◆ Task requirements ◆
Could you print each of the records below exactly?

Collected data
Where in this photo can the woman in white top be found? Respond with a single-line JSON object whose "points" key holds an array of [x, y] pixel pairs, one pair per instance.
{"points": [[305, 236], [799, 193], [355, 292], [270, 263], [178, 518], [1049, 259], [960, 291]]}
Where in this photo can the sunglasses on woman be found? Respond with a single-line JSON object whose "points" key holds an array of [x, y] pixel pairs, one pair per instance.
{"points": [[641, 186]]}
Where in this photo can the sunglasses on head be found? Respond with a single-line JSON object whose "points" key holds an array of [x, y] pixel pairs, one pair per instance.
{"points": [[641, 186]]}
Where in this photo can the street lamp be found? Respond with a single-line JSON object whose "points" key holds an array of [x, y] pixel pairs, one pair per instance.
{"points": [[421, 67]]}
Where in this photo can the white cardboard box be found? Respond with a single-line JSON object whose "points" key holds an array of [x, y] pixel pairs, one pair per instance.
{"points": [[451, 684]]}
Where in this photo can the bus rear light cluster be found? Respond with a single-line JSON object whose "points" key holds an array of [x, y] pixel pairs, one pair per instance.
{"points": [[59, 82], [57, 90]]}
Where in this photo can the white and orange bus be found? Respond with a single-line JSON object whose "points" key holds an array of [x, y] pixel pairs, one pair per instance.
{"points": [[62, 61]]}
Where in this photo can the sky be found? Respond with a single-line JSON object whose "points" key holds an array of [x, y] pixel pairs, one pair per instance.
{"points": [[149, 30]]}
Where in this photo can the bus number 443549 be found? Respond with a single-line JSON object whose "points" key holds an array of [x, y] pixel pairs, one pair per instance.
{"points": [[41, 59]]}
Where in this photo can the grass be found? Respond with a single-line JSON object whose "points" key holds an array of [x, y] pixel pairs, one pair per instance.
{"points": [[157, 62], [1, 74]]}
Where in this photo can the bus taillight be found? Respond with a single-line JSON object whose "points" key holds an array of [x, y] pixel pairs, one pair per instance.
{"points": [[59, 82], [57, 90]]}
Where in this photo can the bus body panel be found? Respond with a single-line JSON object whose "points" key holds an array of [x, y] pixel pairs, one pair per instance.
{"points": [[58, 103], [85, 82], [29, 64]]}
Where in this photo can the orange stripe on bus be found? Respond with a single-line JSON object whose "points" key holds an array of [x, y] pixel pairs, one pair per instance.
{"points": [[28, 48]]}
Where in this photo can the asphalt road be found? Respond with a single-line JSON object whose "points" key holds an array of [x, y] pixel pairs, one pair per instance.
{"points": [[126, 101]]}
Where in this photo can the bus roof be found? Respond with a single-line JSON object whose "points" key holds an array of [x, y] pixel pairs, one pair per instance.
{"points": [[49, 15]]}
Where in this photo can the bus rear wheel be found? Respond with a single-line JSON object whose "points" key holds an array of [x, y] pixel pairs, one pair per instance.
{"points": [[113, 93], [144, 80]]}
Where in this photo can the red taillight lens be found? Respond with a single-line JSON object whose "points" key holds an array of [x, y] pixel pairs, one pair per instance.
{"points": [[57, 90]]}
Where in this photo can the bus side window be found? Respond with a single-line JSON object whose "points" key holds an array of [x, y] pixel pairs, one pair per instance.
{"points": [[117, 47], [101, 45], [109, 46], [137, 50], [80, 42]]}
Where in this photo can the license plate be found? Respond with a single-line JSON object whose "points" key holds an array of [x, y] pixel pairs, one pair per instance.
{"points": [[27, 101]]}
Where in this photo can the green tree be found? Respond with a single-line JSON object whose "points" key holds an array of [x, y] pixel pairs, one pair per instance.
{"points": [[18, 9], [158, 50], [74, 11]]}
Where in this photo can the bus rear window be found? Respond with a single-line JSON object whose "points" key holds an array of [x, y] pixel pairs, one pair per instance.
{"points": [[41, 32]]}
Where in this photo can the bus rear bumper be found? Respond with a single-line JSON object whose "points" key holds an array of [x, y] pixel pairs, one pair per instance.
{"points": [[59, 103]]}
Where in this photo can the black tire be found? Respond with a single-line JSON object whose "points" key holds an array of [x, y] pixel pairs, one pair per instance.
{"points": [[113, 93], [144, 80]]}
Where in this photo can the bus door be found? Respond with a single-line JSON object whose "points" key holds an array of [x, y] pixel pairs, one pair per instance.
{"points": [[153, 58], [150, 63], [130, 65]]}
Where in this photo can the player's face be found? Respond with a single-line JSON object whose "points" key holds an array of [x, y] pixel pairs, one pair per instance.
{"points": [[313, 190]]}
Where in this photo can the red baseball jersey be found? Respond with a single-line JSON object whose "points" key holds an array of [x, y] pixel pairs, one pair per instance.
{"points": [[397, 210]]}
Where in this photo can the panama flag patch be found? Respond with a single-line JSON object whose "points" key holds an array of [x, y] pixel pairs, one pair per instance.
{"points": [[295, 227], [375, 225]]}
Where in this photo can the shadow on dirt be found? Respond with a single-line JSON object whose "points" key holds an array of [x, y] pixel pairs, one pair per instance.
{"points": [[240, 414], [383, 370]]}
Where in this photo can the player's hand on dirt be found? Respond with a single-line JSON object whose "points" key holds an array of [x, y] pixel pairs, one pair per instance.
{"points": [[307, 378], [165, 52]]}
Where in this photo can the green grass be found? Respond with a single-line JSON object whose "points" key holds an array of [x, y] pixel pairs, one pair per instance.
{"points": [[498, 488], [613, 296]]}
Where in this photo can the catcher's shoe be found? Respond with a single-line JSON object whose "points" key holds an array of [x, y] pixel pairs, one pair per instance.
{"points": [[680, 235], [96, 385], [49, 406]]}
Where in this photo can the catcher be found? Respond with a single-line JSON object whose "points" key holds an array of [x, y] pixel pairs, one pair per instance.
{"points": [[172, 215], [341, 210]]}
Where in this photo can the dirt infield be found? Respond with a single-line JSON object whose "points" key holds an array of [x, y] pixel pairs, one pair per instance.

◆ Solution to this problem ◆
Where in this photo can the woman in white top be found? Respond with a single-line JSON object whose "points" key holds an array of [x, y] pixel pairs, one pair per instance.
{"points": [[305, 236], [799, 193], [355, 292], [270, 263], [178, 518], [1049, 259], [960, 291]]}
Where in this photo can the sunglasses on woman be found? Respond with a single-line JSON object whose "points" key holds an array of [x, y] pixel pairs, one pair per instance.
{"points": [[641, 186]]}
Where in this photo can the sunglasses on head be found? Respond with a single-line JSON object whose "points" key holds an array of [x, y] pixel pairs, one pair per instance.
{"points": [[641, 186]]}
Where in this photo can the street lamp be found? Respond with a single-line JSON object whose "points" key holds an array of [x, y] pixel pairs, one pair per instance.
{"points": [[421, 67]]}
Where in this photo can the white cardboard box be found? Respond with a single-line JSON object whose "points" key holds an array of [x, y] pixel pairs, one pair per instance.
{"points": [[451, 684]]}
Where in this photo can the bus rear light cluster be found? Respond with a single-line JSON object whose "points" key holds an array of [x, y] pixel pairs, one pair per instance.
{"points": [[59, 82], [57, 90]]}
Where in this photo can the white and orange bus be found? Respond with a single-line JSON object whose "points" key holds an array of [x, y] pixel pairs, one pair per instance.
{"points": [[62, 61]]}
Where in this photo can the sky be found? Respond with a single-line JSON object whose "points" key holds an array of [x, y] pixel pairs, one pair per instance.
{"points": [[149, 30]]}
Where in this photo can the bus number 443549 be found? Respond with a single-line JSON object whose "points" key holds an array of [x, y] pixel pairs, one pair per instance.
{"points": [[41, 59]]}
Where in this photo can the grass be found? Respond with a single-line JSON object whose "points" key holds an array of [x, y] pixel pairs, one pair per instance.
{"points": [[157, 62], [1, 74]]}
Where in this photo can the bus taillight be found? Respond with a single-line JSON object whose "points" key holds an array of [x, y] pixel pairs, one pair per instance.
{"points": [[59, 82], [57, 90]]}
Where in this photo can the bus body panel be found? Respond with a single-line JSON object whose "points" key holds an array of [x, y] pixel pairs, one pair per instance.
{"points": [[58, 103], [85, 82], [29, 64]]}
Where in this photo can the orange stripe on bus be found? Respond with a single-line JSON object whose "points" key holds an array of [x, y] pixel pairs, one pair per instance.
{"points": [[28, 48]]}
Where in this photo can the asphalt road be found? Respond with a single-line JSON object whose "points" key holds an array of [x, y] pixel pairs, one pair per instance.
{"points": [[126, 101]]}
Where in this photo can the bus roof be found? Respond with a single-line JSON object whose "points" key holds an array of [x, y] pixel pairs, one pair per instance.
{"points": [[49, 15]]}
Where in this photo can the bus rear wheel be found? Respond with a single-line JSON object whose "points" key holds an array of [x, y] pixel pairs, one pair per instance.
{"points": [[113, 93], [144, 80]]}
Where in this photo can the red taillight lens be found? Respond with a single-line JSON object whose "points" key holds an array of [x, y] pixel pairs, one pair per instance.
{"points": [[57, 90]]}
Where in this photo can the bus side window be found? Respond with a single-line JSON object whose "points" key holds an array of [x, y] pixel pairs, one pair per instance.
{"points": [[117, 47], [101, 45], [109, 46], [137, 50], [80, 42]]}
Where in this photo can the license plate be found? Respond with a single-line JSON object whose "points" key holds an array of [x, y] pixel pairs, one pair per instance.
{"points": [[27, 101]]}
Where in this photo can the green tree be found? Respond with a single-line JSON object whose "points" key holds an array of [x, y] pixel pairs, one pair per instance.
{"points": [[18, 9], [158, 50], [74, 11]]}
Where in this photo can the bus rear window be found? Respond with a single-line JSON object whose "points" key holds an array of [x, y] pixel pairs, one pair per instance.
{"points": [[41, 32]]}
Where in this photo can the bus rear bumper be found? Respond with a single-line JSON object whose "points" key holds an array of [x, y] pixel pairs, one pair per instance.
{"points": [[59, 103]]}
Where in this photo can the black tire be found? Respond with a single-line JSON object whose "points" key holds an array of [x, y] pixel pairs, one pair per instance.
{"points": [[113, 93], [144, 80]]}
Where in this photo can the bus door be found? Respond with a single-line JSON object whose "points" key holds an array of [x, y] pixel pairs, one pair per instance.
{"points": [[153, 58], [150, 63], [130, 65]]}
Where in this photo can the player's face be found? Respond with a single-line JSON object whose "points" key holds an array of [x, y] pixel pairs, one pair per instance.
{"points": [[313, 190]]}
Where in this photo can the red baseball jersey be found? Respond with a single-line JSON object whose "points" key holds an array of [x, y] pixel pairs, one pair per instance.
{"points": [[397, 210]]}
Where in this photo can the panama flag patch be found? Respond with a single-line JSON object whose "points" key holds an array of [x, y] pixel pairs, one pair per instance.
{"points": [[295, 227], [375, 225]]}
Where in this photo can the shadow on dirt be found? Respond with a single-line JSON object whose "points" key holds an array of [x, y] pixel pairs, one pair per instance.
{"points": [[240, 414], [383, 370]]}
Where in this photo can the player's hand on dirt be found? Respond with a single-line JSON object whose "points" key holds an array of [x, y] pixel pairs, one pair per instance.
{"points": [[307, 378], [165, 52]]}
Where in this photo can the green grass be found? Respond with a single-line JSON object whose "points" key holds an array of [x, y] pixel pairs, one pair per instance.
{"points": [[498, 488], [613, 296]]}
Where in this photo can the catcher's shoe be found? Respond with a single-line JSON object whose "points" key holds an array of [x, y] pixel pairs, one pair per instance.
{"points": [[680, 235], [96, 385], [49, 406]]}
Where in this photo can the catcher be found? Respond with a single-line JSON object whose "points" key holds an array of [x, y] pixel pairs, one pair per instance.
{"points": [[172, 215], [341, 210]]}
Where in this photo can the dirt infield be found? Respond with a single-line JSON object whose "points" key holds an array of [x, y] pixel pairs, one pair per instance.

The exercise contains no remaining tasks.